| Required work |
Repeat every line of the data below word for word, changing nothing.

| Information shown |
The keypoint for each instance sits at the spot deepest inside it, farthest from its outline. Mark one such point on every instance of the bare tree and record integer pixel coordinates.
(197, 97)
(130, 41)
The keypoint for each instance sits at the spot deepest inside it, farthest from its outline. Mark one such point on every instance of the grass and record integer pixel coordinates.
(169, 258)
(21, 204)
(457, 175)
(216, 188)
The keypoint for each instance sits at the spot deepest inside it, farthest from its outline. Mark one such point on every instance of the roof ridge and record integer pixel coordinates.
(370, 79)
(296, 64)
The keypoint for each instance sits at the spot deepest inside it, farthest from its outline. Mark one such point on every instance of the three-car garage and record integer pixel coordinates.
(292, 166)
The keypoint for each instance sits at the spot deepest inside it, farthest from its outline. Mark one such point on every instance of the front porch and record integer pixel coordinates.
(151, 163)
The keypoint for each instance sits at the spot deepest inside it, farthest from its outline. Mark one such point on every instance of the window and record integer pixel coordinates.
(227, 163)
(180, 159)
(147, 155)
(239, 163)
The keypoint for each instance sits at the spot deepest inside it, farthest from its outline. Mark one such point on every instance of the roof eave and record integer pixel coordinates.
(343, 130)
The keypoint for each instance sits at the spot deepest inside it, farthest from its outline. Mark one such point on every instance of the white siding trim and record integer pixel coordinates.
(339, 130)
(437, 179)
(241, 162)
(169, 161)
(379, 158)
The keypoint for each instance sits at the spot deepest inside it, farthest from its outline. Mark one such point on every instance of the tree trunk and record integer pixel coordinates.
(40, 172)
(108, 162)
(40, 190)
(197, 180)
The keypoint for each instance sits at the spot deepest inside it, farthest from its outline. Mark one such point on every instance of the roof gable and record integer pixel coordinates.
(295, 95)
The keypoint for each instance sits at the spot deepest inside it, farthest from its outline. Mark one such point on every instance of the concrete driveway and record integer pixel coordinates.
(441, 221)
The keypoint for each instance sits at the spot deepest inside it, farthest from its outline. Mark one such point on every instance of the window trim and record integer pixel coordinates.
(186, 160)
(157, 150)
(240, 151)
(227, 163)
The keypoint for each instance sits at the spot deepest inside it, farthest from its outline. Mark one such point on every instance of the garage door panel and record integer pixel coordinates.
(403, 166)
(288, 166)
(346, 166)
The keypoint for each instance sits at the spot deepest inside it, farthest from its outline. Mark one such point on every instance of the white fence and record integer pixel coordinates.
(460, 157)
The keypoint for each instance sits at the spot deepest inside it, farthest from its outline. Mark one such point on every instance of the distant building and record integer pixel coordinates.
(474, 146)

| Answer in full |
The keypoint for each instance sits at the spot deepest inside it, farthest from its outline. Mark one such point on every instance of the bare tree and record integer pixel coordinates.
(197, 97)
(130, 41)
The keypoint for each instance sits at the spot deepest inside it, farthest from its outline. Mark one such point on every instance of the grass and record integer pixel coordinates.
(169, 258)
(21, 204)
(457, 175)
(216, 188)
The keypoint for each instance sits at the spot deepest inside it, farthest from its outline. Mark one such point on every instance of the roof ridge and record integer pixel coordinates.
(370, 79)
(296, 64)
The keypoint for each instance sits at the spot deepest inside it, farthest from its outline. Mark one such point on every instance of the three-car garage and record integer pixel coordinates.
(292, 166)
The keypoint for each instance sits at the spot deepest inside it, farthest from its outline. Mark one such point on every instance of the front porch and record integer pixel coordinates.
(151, 163)
The keypoint for each instance sits at the spot deepest inside it, farthest from its outline. Mark one such point on every instance of the window and record integer pixel coordinates.
(227, 163)
(180, 159)
(147, 155)
(239, 163)
The keypoint for each instance sits at the spot deepest inside it, farthest from its outline. Mark one such point on every instance of the roof eave and record integer pixel coordinates.
(343, 130)
The keypoint for each instance sits at the spot deepest inside it, farthest from its outline. Mark one such point on every instance of the white siding trim and record integer pixel coordinates.
(339, 130)
(437, 179)
(241, 162)
(169, 161)
(379, 158)
The keypoint for each instance sits at the spot deepest inside it, farthest from its outline. Mark one such point on every instance of the tree trunk and record integer pixel coordinates.
(40, 172)
(108, 162)
(40, 190)
(197, 180)
The keypoint for each instance sits at the spot deepest inside it, farthest from its outline. Mark one such point on every instance of the roof gable and record integer pixel coordinates.
(295, 95)
The keypoint for each instance sits at the spot deepest inside it, farthest from its outline. Mark one such point on every instance of the concrete driveway and record integer pixel coordinates.
(441, 221)
The keypoint for each instance sits at the spot deepest inside it, farthest from its outline. Mark one such point on every instance of the window trim and record integer pixel coordinates.
(186, 160)
(157, 150)
(240, 151)
(227, 163)
The keypoint for each instance sits at the spot deepest inside it, farthest from its outline. Mark one such point on every instance of the garage door panel and record integer pixel coordinates.
(403, 166)
(288, 166)
(346, 166)
The keypoint for each instance sits at the spot deepest inside it, farthest from its outline. Mark one such point on every instance of the white fence and record integer pixel coordinates.
(460, 157)
The keypoint for each instance sits at the spot deepest inside it, farthest from its outline. Mark one such point on every instance of the distant building and record integer pixel coordinates.
(474, 146)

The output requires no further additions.